- Deine Aufgaben:
1/ Welche Distribution wurde laut dem Forenthread über Netzwerkeinstellungen am Notebook auf dem iBook installiert?
2/ Gib bitte aus dem Forenthread über Netzwerkeinstellungen am Notebook genau den Abschnitt wieder, der bei „Hab mir vor“ anfängt und bei „ihr das geloest?“ endet.
3/ Setze den Forenthread über Netzwerkeinstellungen am Notebook nach seinem letzten Beitrag fort.

***** Ausgangstext

# Notebook mit verschiedenen Netzwerkeinstellungen

## spitzwegerich

Hallo!

Hab mir vor kurzem ein IBook zugelegt und erfolgreich gentoo draufgetan.

Das IBook kommt in verschiedenen Netzwerk-Umgebungen zum Einsatz, so dass ich je nach Standpunkt mal ueber Funk-Lan bzw. Kabel-Lan im Netz bin. Ausserdem muss ich, je nach Aufenthaltsort, unterschiedliche Proxy-Einstellungen sowie unterschiedliche Einstellungen fuer ein Samba-Netzwerk (Arbeitsguppe ect.) einstellen.

Es sind also einige Konfigurationsdateien betroffen: Mozilla, KDE (ich benutze den Konqueror zum SMB-browsen), .profile, ...

Ich moechte nun moeglichst einfach mein Notebook zwischen den verschiedenen Netzwerkeinstellungen umschalten koennen.

Ich nehme an dass schon mehrere Leute vor dieser Aufgabenstellung standen.

Wie habt ihr das geloest?

~michael

----------

## de4d

waere ich nicht so faul und haette das schon gemacht, saehe das irgendwie so aus:

schreib in dein grub.conf (lilo.conf, whatever) mehrere eintraege mit verschiedenen parametern rein. z.b. ETH0=home ETH0=dhcp ETH0=work, ETH0=whateverulike.

in /etc/conf.d/net machts nen switch ETH0, und weist halt jedem deiner strings eine andere konfiguration zu.

sollte funktionieren, habs allerdings nicht direkt ausprobiert. nur mal mit SCHEME fuer pcmcia-cs rumgespielt, funktioniert genauso.

hth

----------

## oisch

Habe ein ähnliches Problem. Wie schaffe ich es verschiedene DNS Server zu benutzen (mein WLAN hat natürlich einen anderen als mein Gateway zuhause)?

**********
***** Gegebene Daten

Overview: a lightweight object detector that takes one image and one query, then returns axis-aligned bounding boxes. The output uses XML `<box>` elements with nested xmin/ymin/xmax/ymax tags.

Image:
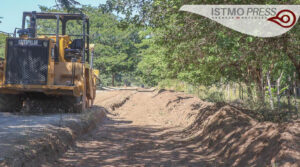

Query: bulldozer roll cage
<box><xmin>20</xmin><ymin>11</ymin><xmax>90</xmax><ymax>63</ymax></box>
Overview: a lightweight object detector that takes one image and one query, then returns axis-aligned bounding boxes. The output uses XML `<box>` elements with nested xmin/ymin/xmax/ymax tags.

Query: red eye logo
<box><xmin>268</xmin><ymin>9</ymin><xmax>297</xmax><ymax>28</ymax></box>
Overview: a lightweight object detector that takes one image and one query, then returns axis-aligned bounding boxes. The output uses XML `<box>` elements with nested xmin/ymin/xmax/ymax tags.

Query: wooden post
<box><xmin>293</xmin><ymin>72</ymin><xmax>299</xmax><ymax>113</ymax></box>
<box><xmin>276</xmin><ymin>72</ymin><xmax>283</xmax><ymax>111</ymax></box>
<box><xmin>287</xmin><ymin>76</ymin><xmax>292</xmax><ymax>113</ymax></box>
<box><xmin>267</xmin><ymin>71</ymin><xmax>274</xmax><ymax>110</ymax></box>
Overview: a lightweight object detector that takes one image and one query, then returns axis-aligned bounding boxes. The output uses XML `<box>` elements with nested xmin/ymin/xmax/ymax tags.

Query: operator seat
<box><xmin>65</xmin><ymin>39</ymin><xmax>83</xmax><ymax>59</ymax></box>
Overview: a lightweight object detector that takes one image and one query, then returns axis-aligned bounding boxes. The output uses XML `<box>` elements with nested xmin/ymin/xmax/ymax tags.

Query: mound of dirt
<box><xmin>152</xmin><ymin>90</ymin><xmax>300</xmax><ymax>166</ymax></box>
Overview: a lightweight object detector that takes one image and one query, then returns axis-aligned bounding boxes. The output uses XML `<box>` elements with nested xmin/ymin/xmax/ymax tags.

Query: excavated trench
<box><xmin>43</xmin><ymin>90</ymin><xmax>300</xmax><ymax>167</ymax></box>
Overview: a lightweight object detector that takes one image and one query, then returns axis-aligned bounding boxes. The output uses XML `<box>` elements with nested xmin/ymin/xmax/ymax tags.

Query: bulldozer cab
<box><xmin>19</xmin><ymin>12</ymin><xmax>90</xmax><ymax>63</ymax></box>
<box><xmin>0</xmin><ymin>11</ymin><xmax>98</xmax><ymax>111</ymax></box>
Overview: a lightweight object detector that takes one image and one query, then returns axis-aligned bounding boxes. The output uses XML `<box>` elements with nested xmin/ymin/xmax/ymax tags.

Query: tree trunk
<box><xmin>293</xmin><ymin>72</ymin><xmax>298</xmax><ymax>112</ymax></box>
<box><xmin>287</xmin><ymin>76</ymin><xmax>292</xmax><ymax>113</ymax></box>
<box><xmin>267</xmin><ymin>71</ymin><xmax>274</xmax><ymax>110</ymax></box>
<box><xmin>276</xmin><ymin>72</ymin><xmax>283</xmax><ymax>111</ymax></box>
<box><xmin>111</xmin><ymin>73</ymin><xmax>115</xmax><ymax>86</ymax></box>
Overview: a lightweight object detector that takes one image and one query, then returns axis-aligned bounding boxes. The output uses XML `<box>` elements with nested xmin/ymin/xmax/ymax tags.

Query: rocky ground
<box><xmin>42</xmin><ymin>90</ymin><xmax>300</xmax><ymax>167</ymax></box>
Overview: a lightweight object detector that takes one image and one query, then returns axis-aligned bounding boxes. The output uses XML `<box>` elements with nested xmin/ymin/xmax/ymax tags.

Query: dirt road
<box><xmin>43</xmin><ymin>91</ymin><xmax>300</xmax><ymax>167</ymax></box>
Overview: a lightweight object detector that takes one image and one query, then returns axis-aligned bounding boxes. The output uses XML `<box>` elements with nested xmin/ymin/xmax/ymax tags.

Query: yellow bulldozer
<box><xmin>0</xmin><ymin>11</ymin><xmax>99</xmax><ymax>112</ymax></box>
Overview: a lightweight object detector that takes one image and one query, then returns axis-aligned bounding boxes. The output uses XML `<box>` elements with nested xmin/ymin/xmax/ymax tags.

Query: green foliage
<box><xmin>38</xmin><ymin>6</ymin><xmax>141</xmax><ymax>85</ymax></box>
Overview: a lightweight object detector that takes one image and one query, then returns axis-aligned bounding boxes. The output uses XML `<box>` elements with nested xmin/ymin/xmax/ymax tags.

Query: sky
<box><xmin>0</xmin><ymin>0</ymin><xmax>106</xmax><ymax>33</ymax></box>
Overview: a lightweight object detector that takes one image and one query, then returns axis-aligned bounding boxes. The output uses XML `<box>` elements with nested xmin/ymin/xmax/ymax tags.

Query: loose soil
<box><xmin>42</xmin><ymin>90</ymin><xmax>300</xmax><ymax>167</ymax></box>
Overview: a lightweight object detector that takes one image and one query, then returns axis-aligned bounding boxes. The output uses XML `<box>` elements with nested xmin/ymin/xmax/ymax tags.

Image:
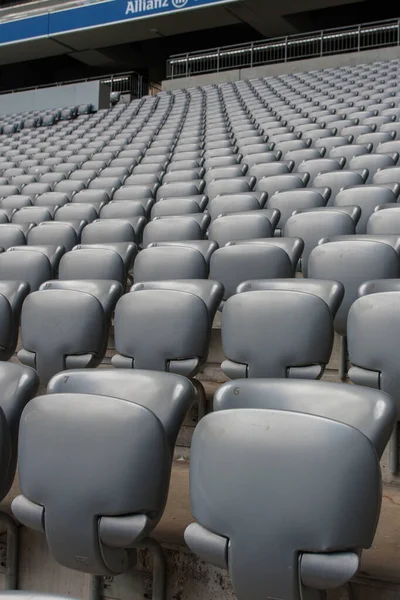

**********

- Antworten je Aufgabe:
1/ Gentoo.

2/
Hab mir vor kurzem ein IBook zugelegt und erfolgreich gentoo draufgetan.

Das IBook kommt in verschiedenen Netzwerk-Umgebungen zum Einsatz, so dass ich je nach Standpunkt mal ueber Funk-Lan bzw. Kabel-Lan im Netz bin. Ausserdem muss ich, je nach Aufenthaltsort, unterschiedliche Proxy-Einstellungen sowie unterschiedliche Einstellungen fuer ein Samba-Netzwerk (Arbeitsguppe ect.) einstellen.

Es sind also einige Konfigurationsdateien betroffen: Mozilla, KDE (ich benutze den Konqueror zum SMB-browsen), .profile, ...

Ich moechte nun moeglichst einfach mein Notebook zwischen den verschiedenen Netzwerkeinstellungen umschalten koennen.

Ich nehme an dass schon mehrere Leute vor dieser Aufgabenstellung standen.

Wie habt ihr das geloest?

3/
----------

## rincewind

könnte man in Gennto nicht auch ein paar zusätzliche runlevel reinschmuggeln ala homedefault workdefault ? 

so haben wirs beim fimenlaptop mit redhat gemacht default runlevel ist  3 nonetwork

init 4 = firmennetz über lan

init 5 = fimennetz über isdn

gruss rince

----------

## gordin

Hallo,

da du wahrscheinlich wie ich das IBook nicht ausschaltest kommt die LILO aka Yaboot-Einstellung wohl nicht in Betracht.

Das ganze ist aber sehr einfach.

Runlevel wie init 4, init 5 usw. gibts unter Gentoo nicht so richtig. Alle runlevel sind in /etc/runlevel/ untergebracht. Einfach einen Ordner Uni oder so erstellen (am besten den default kopieren) und eine /etc/conf.d/uniscript.start bzw uniscript.stop erstellen. mit rc-update add uniscript uni starten alle Sachen die du so in uniscript eingetragen hast. Da kann dann z.B. ein export HTTP_PROXY=http://proxy.de, export FTP_PROXY=ftp://proxy.de rein.

Weitere Infos zu rc:

http://www.gentoo.org/doc/de/rc-scripts.xml

Nachtrag: auch die DNS realisierung ist damit zu machen. Einfach die /etc/resolv.conf in *.start nach gutdünken verändern. Obwohl die Wahl des DNS-Servers eigentlich egal sein sollte...

----------

## spitzwegerich

Danke fuer eure Antworten.

Richtig, das IBook bleibt dauerhaft an, der Sleep-Modus ist einfach genial.

Ich werde mir also mal diese runlevel-Sache ansehen.

----------

## batnator

Hallo,

ich verwende auf meinem Notebook quickswitch, da kann man ganz genau die Dateien angeben welche in den Konfigurationen unterschiedlich sind, welche dann entweder beim booten über einen Kernelparameter oder manuell durch Programmaufruf geändert (gelinkt) werden. Kombiniert mnit unterschiedlichen Runlevels lassen sich auch Sachen wie nis oder normale passwds in einer Konfiguration realisieren.

Bei Fragen melde Dich einfach, ich habe 15 verschiedene Konfigurationen (deckt alle 75+ Kundennetzwerke ab) auf einer Maschine am laufen und bin zufrieden.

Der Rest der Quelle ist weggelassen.